* Page extract
□ □ □ □ □ □ □

Need help analyzing a server crash after systemd services decline over 2 h period

I’m trying to troubleshoot a server crash(s), so this post is more about how to get value from netdata rather than a problem with the software. The only clue so far is a drop-off in the systemd services chart, both active and inactive, for a couple of hours before the reboot. This has happened to a couple servers over the last year, including this one, and I am still stumped as to how to find the cause. I was hoping someone might help me get more info out of Netdata that might help.

On close inspection, the first service to go down was NetworkManager-wait-online_service followed by kmod-static-nodes_service about 30 sec later. I don’t know what to make of that, or why NetworkManager-wait-online was even active. Most other services crash over the next 2 hours, culminating in a reboot.

I’ve tried to find other metrics that showed unusual behaviour just before the decline started (before 11:30 AM). The BMC registered no system errors, so it may not be a hardware problem.

□ □ □ □ □ □ □

* Data
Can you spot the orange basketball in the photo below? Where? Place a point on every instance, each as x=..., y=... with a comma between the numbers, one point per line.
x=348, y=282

□ □ □ □ □ □ □

* Task requirements
Rewrite the server crash post from "I’m trying to" up to and including "in a reboot.", putting "restart" in place of "reboot". The data has no role here.

* Written response
I’m trying to troubleshoot a server crash(s), so this post is more about how to get value from netdata rather than a problem with the software. The only clue so far is a drop-off in the systemd services chart, both active and inactive, for a couple of hours before the restart. This has happened to a couple servers over the last year, including this one, and I am still stumped as to how to find the cause. I was hoping someone might help me get more info out of Netdata that might help.

On close inspection, the first service to go down was NetworkManager-wait-online_service followed by kmod-static-nodes_service about 30 sec later. I don’t know what to make of that, or why NetworkManager-wait-online was even active. Most other services crash over the next 2 hours, culminating in a restart.